> [What this task involves] Reproduce verbatim the lines of the data between the line containing "Confirm that each instance of the balcony" and the line containing "pixel 46 521", inclusive.

> [Input records]
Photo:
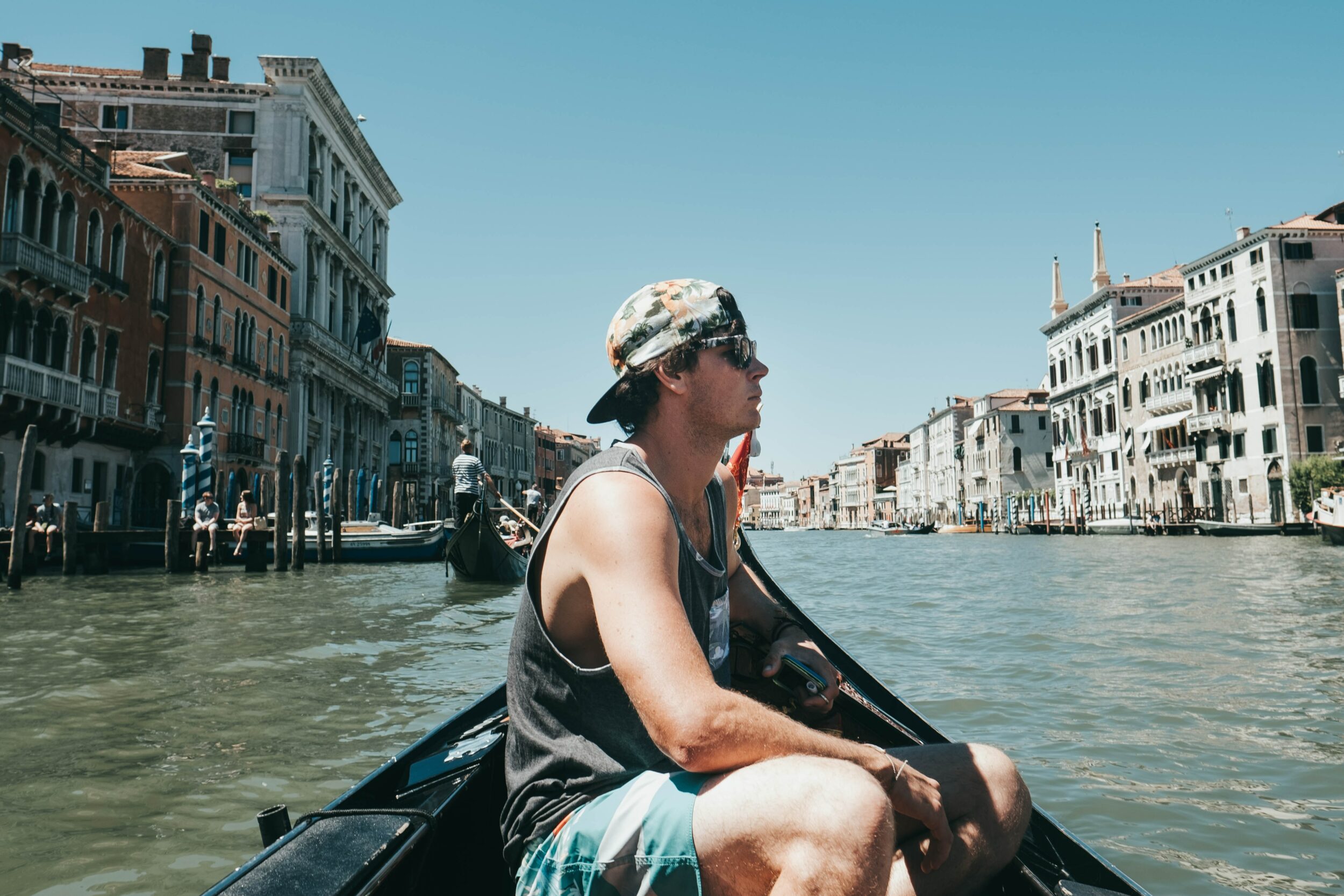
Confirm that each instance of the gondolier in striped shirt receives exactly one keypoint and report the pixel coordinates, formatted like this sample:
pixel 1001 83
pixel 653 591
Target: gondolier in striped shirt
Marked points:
pixel 631 765
pixel 469 477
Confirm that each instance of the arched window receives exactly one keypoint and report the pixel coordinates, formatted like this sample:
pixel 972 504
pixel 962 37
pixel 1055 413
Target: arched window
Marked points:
pixel 22 338
pixel 88 354
pixel 412 447
pixel 117 252
pixel 160 277
pixel 47 226
pixel 66 226
pixel 93 241
pixel 42 336
pixel 1311 382
pixel 109 361
pixel 31 205
pixel 12 195
pixel 152 381
pixel 60 343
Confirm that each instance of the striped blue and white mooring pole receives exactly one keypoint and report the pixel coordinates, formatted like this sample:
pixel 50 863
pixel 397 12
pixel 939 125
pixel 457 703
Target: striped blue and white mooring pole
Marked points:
pixel 206 465
pixel 327 485
pixel 189 476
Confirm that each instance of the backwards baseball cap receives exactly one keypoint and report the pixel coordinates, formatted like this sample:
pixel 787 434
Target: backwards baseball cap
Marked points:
pixel 654 321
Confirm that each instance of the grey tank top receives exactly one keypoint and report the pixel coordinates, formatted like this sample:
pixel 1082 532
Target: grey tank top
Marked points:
pixel 573 733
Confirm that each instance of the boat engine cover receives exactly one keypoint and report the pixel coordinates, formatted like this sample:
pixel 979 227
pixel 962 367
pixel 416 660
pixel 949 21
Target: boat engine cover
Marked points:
pixel 331 857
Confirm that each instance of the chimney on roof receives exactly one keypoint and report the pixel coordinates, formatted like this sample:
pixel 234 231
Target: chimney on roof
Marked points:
pixel 1100 276
pixel 1057 296
pixel 195 65
pixel 156 63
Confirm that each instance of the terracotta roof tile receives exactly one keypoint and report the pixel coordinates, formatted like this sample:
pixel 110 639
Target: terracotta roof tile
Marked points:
pixel 140 163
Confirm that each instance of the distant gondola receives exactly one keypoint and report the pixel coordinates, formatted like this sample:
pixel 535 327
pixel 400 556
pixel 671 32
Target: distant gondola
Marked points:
pixel 479 554
pixel 428 820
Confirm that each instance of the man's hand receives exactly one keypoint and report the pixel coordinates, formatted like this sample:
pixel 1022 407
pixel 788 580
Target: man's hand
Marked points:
pixel 917 795
pixel 796 642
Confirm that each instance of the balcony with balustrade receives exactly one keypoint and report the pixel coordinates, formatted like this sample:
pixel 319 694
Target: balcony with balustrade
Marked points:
pixel 1168 402
pixel 46 267
pixel 1205 355
pixel 1207 421
pixel 1173 457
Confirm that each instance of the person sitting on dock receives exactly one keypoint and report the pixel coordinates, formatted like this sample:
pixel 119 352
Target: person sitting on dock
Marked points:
pixel 468 477
pixel 631 766
pixel 208 519
pixel 245 519
pixel 46 521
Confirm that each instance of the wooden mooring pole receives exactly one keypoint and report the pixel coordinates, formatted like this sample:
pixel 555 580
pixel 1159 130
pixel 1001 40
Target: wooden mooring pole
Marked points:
pixel 70 537
pixel 19 534
pixel 338 512
pixel 173 536
pixel 321 518
pixel 300 512
pixel 283 496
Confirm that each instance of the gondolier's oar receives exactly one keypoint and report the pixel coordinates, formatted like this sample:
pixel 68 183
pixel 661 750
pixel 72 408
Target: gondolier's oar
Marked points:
pixel 515 512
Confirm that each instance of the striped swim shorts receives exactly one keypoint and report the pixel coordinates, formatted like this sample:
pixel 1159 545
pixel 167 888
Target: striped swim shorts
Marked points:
pixel 631 841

> [Expected answer]
Confirm that each instance of the balcony with balustrade receives exactly one keypoint and report the pixel coordinates, formatted like this sample:
pixel 319 694
Target: balcony with balustrade
Marked points:
pixel 1168 402
pixel 46 267
pixel 1205 355
pixel 1207 421
pixel 1173 457
Confirm that each instance of the person sitting on dock receives exactly one keypoint and report the pixel coordinates, formatted like this sample:
pixel 119 352
Target: person sitting on dock
Marked points:
pixel 468 477
pixel 631 766
pixel 208 519
pixel 245 519
pixel 46 521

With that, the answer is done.